**Excerpts from pointing data**
__________
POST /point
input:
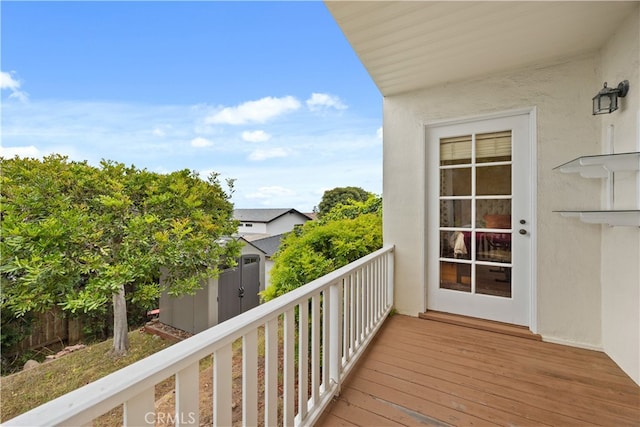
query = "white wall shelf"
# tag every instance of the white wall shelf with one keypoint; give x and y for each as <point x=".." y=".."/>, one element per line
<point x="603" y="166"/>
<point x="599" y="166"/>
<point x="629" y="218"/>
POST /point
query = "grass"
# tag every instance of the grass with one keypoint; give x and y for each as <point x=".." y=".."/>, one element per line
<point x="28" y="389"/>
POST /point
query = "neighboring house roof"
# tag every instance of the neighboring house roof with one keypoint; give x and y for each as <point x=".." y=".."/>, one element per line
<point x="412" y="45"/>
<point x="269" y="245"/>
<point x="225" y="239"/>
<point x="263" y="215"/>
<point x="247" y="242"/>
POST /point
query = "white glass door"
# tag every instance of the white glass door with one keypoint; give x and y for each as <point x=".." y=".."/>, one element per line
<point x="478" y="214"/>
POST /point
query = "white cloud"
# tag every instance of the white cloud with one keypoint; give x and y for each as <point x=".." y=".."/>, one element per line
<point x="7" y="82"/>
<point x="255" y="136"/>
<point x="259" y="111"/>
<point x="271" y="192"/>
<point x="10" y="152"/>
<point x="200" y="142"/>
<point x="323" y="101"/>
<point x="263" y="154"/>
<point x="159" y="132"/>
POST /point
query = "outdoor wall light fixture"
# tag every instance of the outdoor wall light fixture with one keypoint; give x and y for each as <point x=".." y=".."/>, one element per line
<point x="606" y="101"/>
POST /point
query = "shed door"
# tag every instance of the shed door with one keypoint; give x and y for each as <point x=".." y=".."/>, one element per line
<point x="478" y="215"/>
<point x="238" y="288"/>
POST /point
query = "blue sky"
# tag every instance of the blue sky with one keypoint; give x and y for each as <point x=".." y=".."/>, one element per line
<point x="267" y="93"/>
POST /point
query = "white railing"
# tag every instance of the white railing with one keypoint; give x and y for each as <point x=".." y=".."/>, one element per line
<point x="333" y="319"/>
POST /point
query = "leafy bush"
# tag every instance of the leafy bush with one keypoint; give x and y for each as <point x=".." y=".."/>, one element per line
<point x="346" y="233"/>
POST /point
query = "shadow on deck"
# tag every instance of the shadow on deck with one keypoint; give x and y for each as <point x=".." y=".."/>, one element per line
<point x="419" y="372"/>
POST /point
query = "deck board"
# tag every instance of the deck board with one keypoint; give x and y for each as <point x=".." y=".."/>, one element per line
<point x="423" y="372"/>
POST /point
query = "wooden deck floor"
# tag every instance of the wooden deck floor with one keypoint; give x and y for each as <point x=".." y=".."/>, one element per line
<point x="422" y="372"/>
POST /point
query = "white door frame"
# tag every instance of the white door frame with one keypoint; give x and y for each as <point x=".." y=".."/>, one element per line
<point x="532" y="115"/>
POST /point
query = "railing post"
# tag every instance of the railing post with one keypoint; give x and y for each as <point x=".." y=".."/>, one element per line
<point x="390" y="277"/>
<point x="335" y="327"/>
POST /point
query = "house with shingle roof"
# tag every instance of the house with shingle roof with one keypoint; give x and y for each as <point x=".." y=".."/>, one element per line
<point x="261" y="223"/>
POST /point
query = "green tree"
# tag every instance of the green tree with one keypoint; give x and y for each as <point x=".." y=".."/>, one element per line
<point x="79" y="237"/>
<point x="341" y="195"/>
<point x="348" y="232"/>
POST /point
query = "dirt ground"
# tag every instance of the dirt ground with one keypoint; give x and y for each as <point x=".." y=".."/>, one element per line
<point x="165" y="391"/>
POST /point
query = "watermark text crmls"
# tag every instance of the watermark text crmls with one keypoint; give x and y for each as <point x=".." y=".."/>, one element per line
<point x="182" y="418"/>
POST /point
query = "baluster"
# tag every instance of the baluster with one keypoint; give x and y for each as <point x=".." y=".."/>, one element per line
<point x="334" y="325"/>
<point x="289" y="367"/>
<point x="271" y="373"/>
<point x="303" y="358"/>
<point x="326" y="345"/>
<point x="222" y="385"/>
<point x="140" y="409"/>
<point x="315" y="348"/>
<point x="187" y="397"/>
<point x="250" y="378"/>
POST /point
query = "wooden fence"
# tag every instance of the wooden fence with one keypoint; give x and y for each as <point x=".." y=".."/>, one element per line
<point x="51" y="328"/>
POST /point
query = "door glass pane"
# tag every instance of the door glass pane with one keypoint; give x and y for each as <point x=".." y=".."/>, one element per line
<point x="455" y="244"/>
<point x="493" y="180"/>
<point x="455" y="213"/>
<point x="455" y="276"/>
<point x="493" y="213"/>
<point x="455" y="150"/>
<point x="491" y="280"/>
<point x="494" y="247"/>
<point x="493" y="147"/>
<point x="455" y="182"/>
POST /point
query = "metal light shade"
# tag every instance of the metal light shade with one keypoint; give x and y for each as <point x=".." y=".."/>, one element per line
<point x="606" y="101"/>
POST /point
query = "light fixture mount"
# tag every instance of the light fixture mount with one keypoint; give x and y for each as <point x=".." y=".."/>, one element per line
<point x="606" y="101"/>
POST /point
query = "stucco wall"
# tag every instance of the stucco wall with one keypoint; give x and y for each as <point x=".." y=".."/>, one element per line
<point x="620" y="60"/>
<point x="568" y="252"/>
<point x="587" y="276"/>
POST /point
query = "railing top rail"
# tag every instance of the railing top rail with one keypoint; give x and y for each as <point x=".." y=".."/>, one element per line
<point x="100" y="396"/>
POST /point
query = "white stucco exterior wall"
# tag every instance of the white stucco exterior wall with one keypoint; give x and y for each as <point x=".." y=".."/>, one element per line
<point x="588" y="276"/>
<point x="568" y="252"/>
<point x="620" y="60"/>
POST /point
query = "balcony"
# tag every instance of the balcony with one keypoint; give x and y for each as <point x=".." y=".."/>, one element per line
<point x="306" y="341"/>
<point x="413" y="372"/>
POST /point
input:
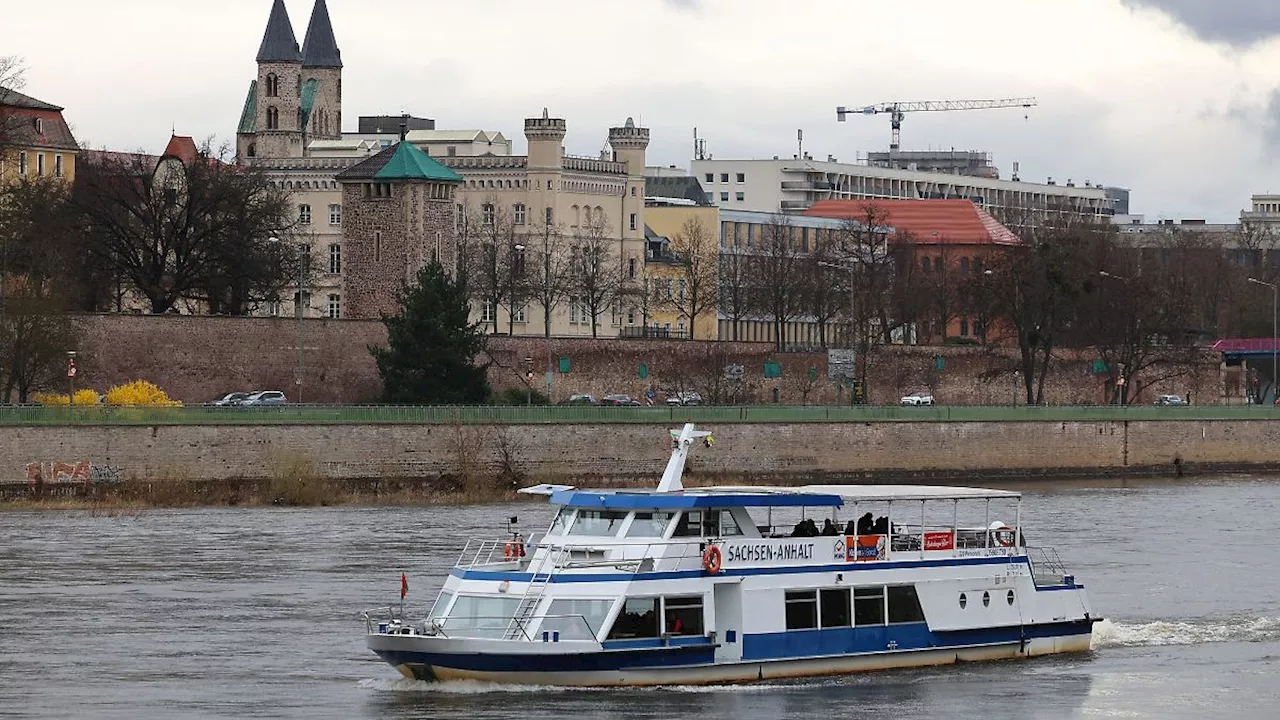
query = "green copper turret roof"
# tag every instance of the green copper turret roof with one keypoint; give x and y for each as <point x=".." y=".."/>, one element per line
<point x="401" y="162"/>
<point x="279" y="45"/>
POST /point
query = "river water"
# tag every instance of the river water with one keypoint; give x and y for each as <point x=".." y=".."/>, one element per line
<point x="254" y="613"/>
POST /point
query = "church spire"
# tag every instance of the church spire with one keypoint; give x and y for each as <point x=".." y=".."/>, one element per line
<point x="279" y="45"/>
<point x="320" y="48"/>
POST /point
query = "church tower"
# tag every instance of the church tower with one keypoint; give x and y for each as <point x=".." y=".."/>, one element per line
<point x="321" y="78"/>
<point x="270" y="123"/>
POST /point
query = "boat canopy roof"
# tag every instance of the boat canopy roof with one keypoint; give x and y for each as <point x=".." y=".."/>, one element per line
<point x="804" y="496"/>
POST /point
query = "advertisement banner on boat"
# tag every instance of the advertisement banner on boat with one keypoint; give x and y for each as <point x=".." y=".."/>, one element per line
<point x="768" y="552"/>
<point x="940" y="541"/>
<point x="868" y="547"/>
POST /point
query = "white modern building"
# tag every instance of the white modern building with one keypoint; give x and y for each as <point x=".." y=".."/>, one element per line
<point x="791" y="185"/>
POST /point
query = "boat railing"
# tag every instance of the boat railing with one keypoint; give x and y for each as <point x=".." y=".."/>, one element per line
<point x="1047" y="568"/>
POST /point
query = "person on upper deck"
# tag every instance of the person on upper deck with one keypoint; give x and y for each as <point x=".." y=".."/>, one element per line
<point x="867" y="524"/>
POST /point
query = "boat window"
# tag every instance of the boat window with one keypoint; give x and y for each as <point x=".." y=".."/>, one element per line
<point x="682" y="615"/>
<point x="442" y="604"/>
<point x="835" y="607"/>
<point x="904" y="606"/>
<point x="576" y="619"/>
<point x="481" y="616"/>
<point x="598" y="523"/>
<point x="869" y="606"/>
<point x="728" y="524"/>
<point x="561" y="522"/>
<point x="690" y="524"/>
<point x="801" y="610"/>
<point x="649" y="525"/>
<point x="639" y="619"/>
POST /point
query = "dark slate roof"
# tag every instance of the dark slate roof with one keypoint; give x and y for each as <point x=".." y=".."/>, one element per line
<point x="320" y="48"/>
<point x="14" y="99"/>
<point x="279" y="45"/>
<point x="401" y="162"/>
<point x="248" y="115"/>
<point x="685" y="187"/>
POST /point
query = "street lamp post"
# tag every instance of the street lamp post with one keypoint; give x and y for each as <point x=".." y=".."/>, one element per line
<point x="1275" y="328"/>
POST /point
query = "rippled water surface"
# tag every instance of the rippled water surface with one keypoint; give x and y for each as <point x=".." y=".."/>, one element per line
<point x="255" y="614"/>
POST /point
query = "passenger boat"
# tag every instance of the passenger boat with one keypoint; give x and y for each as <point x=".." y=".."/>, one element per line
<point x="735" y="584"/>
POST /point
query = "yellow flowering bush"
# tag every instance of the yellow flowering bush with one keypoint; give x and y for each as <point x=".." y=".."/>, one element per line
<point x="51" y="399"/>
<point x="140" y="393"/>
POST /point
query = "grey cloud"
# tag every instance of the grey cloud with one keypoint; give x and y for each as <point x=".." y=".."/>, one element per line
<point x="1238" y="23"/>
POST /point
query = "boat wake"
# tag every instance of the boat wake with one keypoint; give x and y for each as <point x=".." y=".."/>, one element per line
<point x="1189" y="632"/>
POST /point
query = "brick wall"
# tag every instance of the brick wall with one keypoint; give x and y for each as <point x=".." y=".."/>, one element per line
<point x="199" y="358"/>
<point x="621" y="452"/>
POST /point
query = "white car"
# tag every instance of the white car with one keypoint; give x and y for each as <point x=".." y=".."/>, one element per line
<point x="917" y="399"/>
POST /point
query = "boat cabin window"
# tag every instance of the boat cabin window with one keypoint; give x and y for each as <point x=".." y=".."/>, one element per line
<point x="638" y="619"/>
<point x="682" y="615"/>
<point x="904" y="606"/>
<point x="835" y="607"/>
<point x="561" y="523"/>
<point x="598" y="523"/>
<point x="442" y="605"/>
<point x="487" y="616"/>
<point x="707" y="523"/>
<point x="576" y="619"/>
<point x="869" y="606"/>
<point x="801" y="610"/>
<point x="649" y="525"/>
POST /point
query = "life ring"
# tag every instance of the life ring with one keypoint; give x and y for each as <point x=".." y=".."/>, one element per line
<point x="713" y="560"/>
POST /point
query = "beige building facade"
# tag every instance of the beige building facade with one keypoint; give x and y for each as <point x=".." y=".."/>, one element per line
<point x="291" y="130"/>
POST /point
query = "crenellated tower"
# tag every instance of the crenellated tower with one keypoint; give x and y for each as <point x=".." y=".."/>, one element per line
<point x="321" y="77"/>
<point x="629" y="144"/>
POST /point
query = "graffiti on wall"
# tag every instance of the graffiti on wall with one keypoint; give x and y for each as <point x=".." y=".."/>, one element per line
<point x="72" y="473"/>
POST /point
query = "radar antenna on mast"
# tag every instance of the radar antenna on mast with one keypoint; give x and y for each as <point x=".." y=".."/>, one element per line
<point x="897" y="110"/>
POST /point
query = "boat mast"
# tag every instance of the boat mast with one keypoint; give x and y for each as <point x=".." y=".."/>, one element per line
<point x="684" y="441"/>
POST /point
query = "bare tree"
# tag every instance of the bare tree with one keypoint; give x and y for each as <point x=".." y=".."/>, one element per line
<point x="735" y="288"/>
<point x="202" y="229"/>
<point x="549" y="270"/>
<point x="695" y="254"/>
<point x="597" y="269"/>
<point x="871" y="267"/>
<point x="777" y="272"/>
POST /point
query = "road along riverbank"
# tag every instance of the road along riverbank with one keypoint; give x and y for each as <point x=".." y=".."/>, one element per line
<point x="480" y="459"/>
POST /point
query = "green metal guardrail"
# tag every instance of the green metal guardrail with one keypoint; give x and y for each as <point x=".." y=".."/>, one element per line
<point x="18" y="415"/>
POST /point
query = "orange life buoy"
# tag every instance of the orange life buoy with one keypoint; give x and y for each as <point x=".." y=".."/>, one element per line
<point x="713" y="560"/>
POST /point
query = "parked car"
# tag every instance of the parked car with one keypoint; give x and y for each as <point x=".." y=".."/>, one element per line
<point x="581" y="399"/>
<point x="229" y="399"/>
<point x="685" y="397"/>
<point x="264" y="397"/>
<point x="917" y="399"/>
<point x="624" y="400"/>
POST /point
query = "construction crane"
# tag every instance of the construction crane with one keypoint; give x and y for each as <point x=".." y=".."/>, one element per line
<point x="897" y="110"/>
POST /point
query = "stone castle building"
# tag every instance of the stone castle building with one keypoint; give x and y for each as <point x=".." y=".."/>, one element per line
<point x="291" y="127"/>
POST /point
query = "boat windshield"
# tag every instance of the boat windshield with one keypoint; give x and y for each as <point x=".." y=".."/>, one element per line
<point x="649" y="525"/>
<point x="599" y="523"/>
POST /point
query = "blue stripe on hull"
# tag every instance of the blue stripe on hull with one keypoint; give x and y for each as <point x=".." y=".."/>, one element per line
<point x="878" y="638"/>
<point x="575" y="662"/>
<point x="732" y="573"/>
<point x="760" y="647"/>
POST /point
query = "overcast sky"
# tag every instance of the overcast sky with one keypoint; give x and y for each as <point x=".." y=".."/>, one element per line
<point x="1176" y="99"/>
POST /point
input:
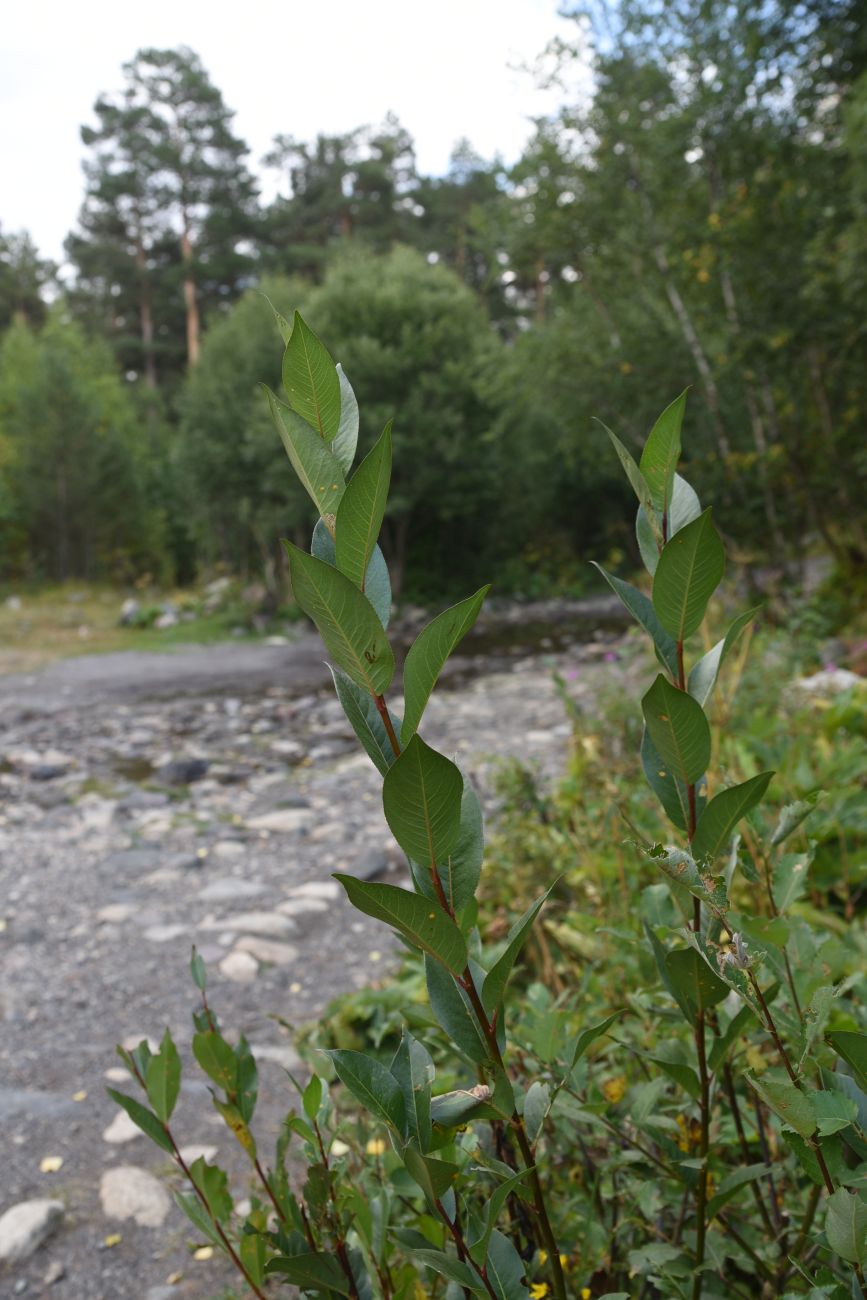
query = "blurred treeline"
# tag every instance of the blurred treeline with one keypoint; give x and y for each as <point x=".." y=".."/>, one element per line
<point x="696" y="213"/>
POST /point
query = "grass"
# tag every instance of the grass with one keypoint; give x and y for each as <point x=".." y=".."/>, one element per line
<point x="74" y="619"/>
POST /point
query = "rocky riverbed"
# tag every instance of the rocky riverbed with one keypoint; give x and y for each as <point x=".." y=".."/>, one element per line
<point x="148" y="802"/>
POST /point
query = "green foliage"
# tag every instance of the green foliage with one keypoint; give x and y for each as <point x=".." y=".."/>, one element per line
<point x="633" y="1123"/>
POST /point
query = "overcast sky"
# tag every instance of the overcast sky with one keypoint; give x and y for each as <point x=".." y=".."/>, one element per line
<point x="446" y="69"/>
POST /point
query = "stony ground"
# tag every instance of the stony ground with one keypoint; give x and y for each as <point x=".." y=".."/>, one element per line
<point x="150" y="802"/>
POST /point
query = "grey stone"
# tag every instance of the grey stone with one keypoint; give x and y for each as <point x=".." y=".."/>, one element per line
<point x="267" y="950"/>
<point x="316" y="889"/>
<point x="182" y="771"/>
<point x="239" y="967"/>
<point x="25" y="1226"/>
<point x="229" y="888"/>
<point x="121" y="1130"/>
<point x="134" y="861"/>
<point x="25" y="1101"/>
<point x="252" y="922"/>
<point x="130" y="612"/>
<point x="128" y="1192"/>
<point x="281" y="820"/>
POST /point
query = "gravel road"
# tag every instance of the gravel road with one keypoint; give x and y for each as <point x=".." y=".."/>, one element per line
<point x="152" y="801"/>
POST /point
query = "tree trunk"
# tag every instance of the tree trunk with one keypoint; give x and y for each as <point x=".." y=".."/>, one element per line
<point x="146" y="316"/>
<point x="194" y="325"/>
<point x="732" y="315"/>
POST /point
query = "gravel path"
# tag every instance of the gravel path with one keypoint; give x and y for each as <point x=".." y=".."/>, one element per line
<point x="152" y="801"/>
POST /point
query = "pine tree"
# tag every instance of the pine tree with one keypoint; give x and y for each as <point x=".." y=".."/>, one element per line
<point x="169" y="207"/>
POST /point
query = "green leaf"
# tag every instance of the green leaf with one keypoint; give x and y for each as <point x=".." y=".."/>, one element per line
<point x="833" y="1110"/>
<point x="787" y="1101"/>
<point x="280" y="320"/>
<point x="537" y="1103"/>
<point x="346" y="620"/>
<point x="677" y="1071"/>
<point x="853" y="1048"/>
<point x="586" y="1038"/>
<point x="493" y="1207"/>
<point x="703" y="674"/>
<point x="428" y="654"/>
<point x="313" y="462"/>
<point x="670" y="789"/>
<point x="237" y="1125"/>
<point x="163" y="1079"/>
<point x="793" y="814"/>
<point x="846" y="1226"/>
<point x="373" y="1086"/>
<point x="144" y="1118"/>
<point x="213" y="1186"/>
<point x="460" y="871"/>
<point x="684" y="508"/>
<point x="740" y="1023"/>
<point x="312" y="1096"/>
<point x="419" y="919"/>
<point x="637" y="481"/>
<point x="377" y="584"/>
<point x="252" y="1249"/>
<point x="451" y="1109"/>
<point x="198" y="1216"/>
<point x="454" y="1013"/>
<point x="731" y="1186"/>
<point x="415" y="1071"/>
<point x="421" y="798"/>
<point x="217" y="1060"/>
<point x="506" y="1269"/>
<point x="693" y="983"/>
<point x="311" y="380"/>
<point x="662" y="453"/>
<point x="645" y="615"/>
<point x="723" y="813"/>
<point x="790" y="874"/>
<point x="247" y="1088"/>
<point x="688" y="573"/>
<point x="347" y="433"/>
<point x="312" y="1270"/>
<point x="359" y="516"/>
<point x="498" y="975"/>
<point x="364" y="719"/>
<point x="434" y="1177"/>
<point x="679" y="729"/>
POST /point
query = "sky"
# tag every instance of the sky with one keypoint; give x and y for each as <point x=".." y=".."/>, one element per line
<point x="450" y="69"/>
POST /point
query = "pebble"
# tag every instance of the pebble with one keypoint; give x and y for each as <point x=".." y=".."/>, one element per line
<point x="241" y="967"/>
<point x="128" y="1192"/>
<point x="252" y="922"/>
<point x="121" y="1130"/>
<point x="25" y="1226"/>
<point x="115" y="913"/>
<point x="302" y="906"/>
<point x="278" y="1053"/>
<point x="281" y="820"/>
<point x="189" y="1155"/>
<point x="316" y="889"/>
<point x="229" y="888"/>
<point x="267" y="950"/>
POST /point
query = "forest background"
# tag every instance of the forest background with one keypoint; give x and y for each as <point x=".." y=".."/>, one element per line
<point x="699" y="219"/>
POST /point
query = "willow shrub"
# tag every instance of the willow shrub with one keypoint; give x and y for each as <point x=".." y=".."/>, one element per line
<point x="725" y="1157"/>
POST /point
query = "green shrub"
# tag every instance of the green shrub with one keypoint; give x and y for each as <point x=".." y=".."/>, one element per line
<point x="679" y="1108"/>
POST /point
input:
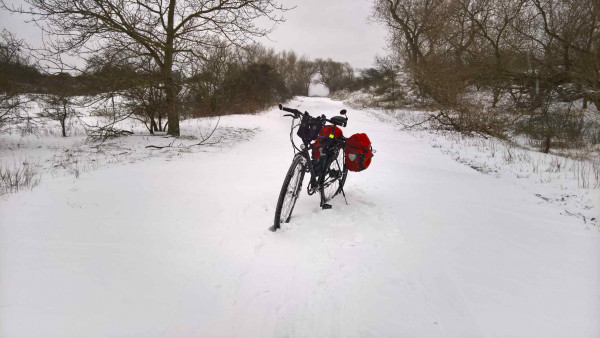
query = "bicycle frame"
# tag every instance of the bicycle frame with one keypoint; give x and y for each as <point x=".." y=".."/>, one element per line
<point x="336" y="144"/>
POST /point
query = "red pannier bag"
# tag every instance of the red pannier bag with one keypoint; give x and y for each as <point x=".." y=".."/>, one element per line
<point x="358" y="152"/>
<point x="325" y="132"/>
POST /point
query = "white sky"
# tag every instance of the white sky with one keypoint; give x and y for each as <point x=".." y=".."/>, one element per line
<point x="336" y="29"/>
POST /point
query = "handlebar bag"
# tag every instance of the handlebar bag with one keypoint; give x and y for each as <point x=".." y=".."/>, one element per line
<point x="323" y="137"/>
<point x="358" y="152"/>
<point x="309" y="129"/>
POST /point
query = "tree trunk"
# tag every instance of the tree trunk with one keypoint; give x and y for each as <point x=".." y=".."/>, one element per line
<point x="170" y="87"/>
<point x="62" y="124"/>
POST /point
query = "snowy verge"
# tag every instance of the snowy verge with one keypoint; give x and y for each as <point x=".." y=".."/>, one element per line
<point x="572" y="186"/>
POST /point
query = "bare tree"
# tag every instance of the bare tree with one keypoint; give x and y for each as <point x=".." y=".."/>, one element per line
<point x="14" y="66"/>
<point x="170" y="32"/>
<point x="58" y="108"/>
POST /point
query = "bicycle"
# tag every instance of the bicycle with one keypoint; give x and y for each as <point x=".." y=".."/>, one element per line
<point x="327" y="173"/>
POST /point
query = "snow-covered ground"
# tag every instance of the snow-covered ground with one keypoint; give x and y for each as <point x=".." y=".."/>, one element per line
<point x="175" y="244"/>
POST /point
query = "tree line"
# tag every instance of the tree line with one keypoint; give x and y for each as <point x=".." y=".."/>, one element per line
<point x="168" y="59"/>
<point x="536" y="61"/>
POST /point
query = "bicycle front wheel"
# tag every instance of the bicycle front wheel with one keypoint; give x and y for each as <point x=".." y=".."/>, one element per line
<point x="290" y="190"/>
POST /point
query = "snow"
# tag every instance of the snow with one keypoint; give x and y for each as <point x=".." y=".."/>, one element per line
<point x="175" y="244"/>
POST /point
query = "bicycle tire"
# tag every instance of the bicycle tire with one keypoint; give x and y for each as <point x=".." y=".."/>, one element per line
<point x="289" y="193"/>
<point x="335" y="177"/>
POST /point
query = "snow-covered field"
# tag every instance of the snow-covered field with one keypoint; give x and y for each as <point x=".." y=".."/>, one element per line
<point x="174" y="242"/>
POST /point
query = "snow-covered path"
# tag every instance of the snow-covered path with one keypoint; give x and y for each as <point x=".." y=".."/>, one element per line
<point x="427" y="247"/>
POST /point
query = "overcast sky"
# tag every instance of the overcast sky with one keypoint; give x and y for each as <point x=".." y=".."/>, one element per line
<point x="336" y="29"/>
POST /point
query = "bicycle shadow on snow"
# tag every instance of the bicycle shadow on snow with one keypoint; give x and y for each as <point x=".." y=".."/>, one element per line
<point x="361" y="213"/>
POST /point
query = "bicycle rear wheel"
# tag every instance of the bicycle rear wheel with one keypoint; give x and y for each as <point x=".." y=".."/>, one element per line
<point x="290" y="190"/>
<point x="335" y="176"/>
__________
Report how many lines of the material above contain the string "cloud". Case counts, and the answer is the number alone.

**Solution below**
4